--- Given information Enclosed Below ---
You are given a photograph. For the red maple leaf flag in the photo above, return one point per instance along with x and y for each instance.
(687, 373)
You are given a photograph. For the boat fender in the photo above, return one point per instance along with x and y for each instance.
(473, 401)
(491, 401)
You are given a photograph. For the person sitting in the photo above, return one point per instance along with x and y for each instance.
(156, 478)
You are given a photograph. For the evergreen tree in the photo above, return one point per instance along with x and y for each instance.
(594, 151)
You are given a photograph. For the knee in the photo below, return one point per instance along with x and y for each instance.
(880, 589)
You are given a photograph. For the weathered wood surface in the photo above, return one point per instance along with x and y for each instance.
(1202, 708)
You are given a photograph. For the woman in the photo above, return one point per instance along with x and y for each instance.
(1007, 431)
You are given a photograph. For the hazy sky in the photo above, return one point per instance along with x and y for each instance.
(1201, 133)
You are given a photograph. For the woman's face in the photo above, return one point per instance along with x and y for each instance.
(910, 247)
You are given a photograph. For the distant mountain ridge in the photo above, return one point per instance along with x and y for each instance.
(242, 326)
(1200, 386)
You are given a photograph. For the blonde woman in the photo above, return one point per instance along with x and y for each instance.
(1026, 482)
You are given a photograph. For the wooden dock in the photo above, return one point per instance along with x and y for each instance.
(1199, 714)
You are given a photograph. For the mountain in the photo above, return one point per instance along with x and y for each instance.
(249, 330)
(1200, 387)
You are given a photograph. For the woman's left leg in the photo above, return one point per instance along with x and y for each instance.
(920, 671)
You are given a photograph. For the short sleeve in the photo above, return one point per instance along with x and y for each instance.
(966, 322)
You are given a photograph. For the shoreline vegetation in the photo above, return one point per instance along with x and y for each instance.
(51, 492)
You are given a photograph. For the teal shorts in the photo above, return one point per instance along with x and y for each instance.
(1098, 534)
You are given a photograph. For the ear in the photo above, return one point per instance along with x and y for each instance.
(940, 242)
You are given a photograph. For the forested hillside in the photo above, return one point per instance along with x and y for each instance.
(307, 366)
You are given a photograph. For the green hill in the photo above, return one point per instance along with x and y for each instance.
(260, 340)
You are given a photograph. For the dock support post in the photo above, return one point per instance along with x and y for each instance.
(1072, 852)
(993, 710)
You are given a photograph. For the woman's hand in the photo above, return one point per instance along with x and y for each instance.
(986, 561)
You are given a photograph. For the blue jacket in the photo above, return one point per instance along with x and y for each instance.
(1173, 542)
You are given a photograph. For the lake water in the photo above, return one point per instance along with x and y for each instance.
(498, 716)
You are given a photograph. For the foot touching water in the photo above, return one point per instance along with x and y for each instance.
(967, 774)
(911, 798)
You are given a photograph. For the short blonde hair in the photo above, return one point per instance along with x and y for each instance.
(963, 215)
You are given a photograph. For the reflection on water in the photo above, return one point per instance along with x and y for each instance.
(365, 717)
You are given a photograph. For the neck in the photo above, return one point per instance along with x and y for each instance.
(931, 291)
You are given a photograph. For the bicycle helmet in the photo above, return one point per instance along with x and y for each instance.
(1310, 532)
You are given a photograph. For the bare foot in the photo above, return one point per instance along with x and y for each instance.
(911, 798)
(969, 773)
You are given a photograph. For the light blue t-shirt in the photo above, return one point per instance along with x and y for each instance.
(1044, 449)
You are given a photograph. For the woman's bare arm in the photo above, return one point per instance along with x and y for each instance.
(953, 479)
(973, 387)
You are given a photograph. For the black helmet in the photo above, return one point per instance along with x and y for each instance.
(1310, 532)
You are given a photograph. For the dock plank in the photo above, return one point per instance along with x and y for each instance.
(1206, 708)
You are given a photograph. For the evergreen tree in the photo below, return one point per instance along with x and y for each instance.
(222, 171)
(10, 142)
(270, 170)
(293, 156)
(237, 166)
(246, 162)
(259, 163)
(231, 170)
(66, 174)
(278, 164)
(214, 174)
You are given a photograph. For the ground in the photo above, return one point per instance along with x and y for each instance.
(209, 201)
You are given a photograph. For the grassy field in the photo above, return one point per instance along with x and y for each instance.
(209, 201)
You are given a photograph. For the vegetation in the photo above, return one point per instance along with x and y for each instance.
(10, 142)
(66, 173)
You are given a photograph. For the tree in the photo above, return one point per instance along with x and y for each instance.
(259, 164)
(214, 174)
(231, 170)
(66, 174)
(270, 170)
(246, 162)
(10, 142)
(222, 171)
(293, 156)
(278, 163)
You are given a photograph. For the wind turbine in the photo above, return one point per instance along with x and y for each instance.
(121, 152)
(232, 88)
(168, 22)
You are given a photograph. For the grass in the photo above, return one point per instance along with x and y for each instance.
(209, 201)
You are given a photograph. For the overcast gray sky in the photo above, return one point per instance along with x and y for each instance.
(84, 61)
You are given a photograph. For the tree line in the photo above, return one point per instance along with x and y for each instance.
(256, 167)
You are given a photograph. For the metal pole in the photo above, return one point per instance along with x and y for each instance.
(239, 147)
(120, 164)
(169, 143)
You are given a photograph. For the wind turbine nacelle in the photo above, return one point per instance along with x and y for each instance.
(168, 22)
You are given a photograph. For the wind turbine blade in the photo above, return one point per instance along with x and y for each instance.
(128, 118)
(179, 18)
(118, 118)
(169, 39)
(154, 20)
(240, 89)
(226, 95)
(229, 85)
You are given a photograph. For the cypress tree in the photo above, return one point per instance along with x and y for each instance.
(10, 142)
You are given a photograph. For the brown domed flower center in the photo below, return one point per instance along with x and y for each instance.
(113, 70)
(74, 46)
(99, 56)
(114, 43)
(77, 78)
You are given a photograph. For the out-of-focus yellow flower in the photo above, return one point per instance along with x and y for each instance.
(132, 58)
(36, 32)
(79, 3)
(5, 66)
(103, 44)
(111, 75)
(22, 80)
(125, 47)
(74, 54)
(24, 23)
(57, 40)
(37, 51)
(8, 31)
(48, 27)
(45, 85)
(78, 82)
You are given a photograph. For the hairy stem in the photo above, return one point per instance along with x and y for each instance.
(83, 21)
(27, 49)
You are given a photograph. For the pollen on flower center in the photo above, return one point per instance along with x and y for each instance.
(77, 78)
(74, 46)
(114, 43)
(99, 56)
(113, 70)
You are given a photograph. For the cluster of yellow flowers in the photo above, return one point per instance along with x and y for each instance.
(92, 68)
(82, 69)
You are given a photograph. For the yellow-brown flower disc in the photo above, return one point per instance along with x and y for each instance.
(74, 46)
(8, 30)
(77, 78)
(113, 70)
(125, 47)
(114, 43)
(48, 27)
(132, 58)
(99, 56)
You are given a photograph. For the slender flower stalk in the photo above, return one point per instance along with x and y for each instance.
--- End of Enclosed Given information ---
Every entry should be reproduced word for word.

» Finished task
You are given a photograph. For the red maple leaf flag in the photo above, return one point per instance along with x and y for each instance.
(687, 373)
You are given a photograph. For the boat fender in the photo above, return one point per instance along with x and y for each instance.
(473, 401)
(491, 401)
You are given a photograph. For the person sitting in the photo above, return one point per instance along with x and y for each instance.
(156, 478)
You are given a photograph. For the evergreen tree in the photo above, return one point per instance along with x and y for each instance.
(594, 151)
You are given a photograph. For the knee in the photo below, return one point per instance along with x and y for each instance.
(880, 589)
You are given a photograph. For the weathered wood surface in the photo above, return one point per instance along with x and y for each instance.
(1202, 708)
You are given a photograph. For the woman in the photo above, return one point per instance along with x and y for each instance.
(1007, 431)
You are given a photograph. For the hazy sky in the photo above, return one point per instance along with x and y for each instance.
(1201, 133)
You are given a photograph. For the woman's face in the photo above, return one point per instance along with x and y for each instance.
(910, 247)
You are given a photograph. For the distant mountain ridge in the photo above, return one point per instance along with x and y for each instance.
(242, 326)
(1200, 386)
You are given a photograph. For the blonde woman in the photo above, return one point per instance along with x and y for each instance.
(1026, 482)
You are given a photograph. For the wooden dock in the photo above, return one point per instance along with x and y for each instance.
(1199, 714)
You are given a photograph. For the mountain in the photo above, return one point per instance along with x and y for each instance.
(249, 330)
(1200, 387)
You are given a photograph. For the woman's left leg in the photo above, return one point per instance along with x and y for each instance.
(920, 671)
You are given a photograph. For the short sleeve in the photo above, return one point per instance along with x and y for each instance.
(966, 322)
You are given a photograph. For the shoreline vegetation in the photo above, return one point per instance along with x and y for each instance.
(51, 492)
You are given a photograph. For the teal shorts in the photo above, return one point per instance along with x and y for each instance.
(1098, 534)
You are given a photograph. For the ear in the photo above, return one point per instance along with x and y for each instance.
(940, 242)
You are given a photograph. For the forested hillside in the photo above, return one point per instance along with x and y for each instance.
(307, 366)
You are given a photograph. For the green hill in the photo above, return one point per instance along with x and y for each instance.
(260, 340)
You are given a photograph. For the dock support post in the photo above, return one point per instance along with x and y for each instance.
(1072, 852)
(993, 710)
You are given a photograph. For the woman's hand in the photo above, return one point per instance along with x and y for each instance.
(986, 561)
You are given a photograph. For the blue jacket in the photo above, return one point per instance along with x and y for each instance.
(1173, 542)
You are given a photograph. For the lake water in the photo above, return one point per instance along with x and y for each instance.
(498, 716)
You are given a photograph. For the foot touching water in the photo above, return one point per instance along with x and y for each instance.
(967, 774)
(911, 798)
You are given a photograph. For the short blonde hair in the photo above, return one point per instance along with x and y for each instance.
(963, 215)
You are given a photograph. For the reflection on water in the photo above, return one point per instance along with x and y for each instance.
(365, 717)
You are given a photograph. For the neck in the photo above, return one point per instance along with x and y for each instance.
(931, 291)
You are given a photograph. For the bicycle helmet in the photo above, return one point per instance along with x and y for each instance.
(1310, 532)
You are given a photograph. For the bare foot in the photo above, return one point per instance along with x and y for each instance.
(911, 798)
(969, 773)
You are given a photograph. For the light blue t-shirt in the photo above, return one point per instance along with x and y for each instance.
(1044, 449)
You are given a photograph. For the woman's bare arm in the photo above, return one point per instance along with x and y for each instance.
(953, 479)
(973, 387)
You are given a photograph. For the black helmet in the photo above, return one point per instance along with x and y for each instance.
(1310, 532)
You are given a photograph. For the dock plank in the photo above, return one point per instance along with x and y for each instance.
(1206, 708)
You are given a photograph. For the evergreen tree in the photo below, return one point per instance along with x and y for each instance.
(222, 171)
(10, 142)
(270, 170)
(293, 156)
(237, 166)
(246, 162)
(259, 163)
(231, 170)
(66, 174)
(278, 164)
(214, 174)
You are given a photograph. For the ground in the photo above, return one point per instance along with x and y for each instance.
(209, 201)
You are given a photograph. For the grassy field in the photo above, return one point per instance along with x and y for each instance.
(209, 201)
You are given a photograph. For the vegetation in the photo above, return one point per instance along with x and y for each instance.
(10, 142)
(66, 173)
You are given a photograph. For the tree in the photo above, return one point per instance along with x and y for each instance.
(259, 164)
(214, 174)
(231, 170)
(66, 174)
(270, 170)
(246, 162)
(10, 142)
(222, 171)
(293, 156)
(278, 163)
You are given a photograph. For the wind turbine in the photo above, return one point per instance along with x and y for each instance.
(121, 152)
(232, 88)
(168, 22)
You are given a photograph. For the grass in the photo above, return one point per instance along with x and y for each instance.
(209, 201)
You are given a photograph. For the overcast gray sky in the photo above, return one point per instance along with x and y for each instance.
(84, 61)
You are given a photograph. For the tree line in the photo above, return one point per instance along with x and y for each instance.
(256, 167)
You are given a photograph. For the metal pole in the photo above, return one point per instance along with x and y for each instance.
(239, 147)
(120, 164)
(169, 143)
You are given a photograph. For the wind turbine nacelle in the photo above, return one point per instance along with x and y for each instance.
(168, 22)
You are given a photograph. For the wind turbine blade in the photo above, return one point per instance along with x and y for each instance.
(128, 118)
(179, 18)
(118, 118)
(169, 39)
(154, 20)
(240, 89)
(226, 95)
(229, 85)
You are given a photograph. For the cypress tree in the photo above, return one point per instance along with x and y for each instance.
(10, 142)
You are given a photograph. For the brown domed flower center in the photo below, return one point per instance along with x and y for each instance.
(113, 70)
(74, 46)
(99, 56)
(114, 43)
(77, 78)
You are given a photograph. For the out-of-focus yellow flower in the photo above, return one point per instance along with x and y for each instance.
(132, 58)
(36, 32)
(79, 3)
(5, 66)
(103, 44)
(111, 75)
(22, 80)
(125, 47)
(74, 54)
(24, 23)
(57, 40)
(37, 51)
(8, 31)
(48, 27)
(45, 85)
(78, 82)
You are given a photograph. For the hairy stem in the photo above, return one point per instance along with x and y for each instance.
(83, 21)
(27, 49)
You are given a photograph. For the pollen on flower center in the photo above, return one point per instance along with x and y for each instance.
(77, 78)
(74, 46)
(114, 43)
(99, 56)
(113, 70)
You are given a photograph. For the cluster of yellow flowers in the photo above, return one point per instance along with x and y for each instance.
(92, 68)
(82, 69)
You are given a photograph. For the yellow-brown flower disc in the photo above, return one point per instance along with x and y for each instance.
(74, 46)
(8, 30)
(77, 78)
(113, 70)
(125, 47)
(114, 43)
(48, 27)
(132, 58)
(99, 56)
You are given a photograph. For the slender flower stalk in the photo above, return one point per instance along with x and y for each instance.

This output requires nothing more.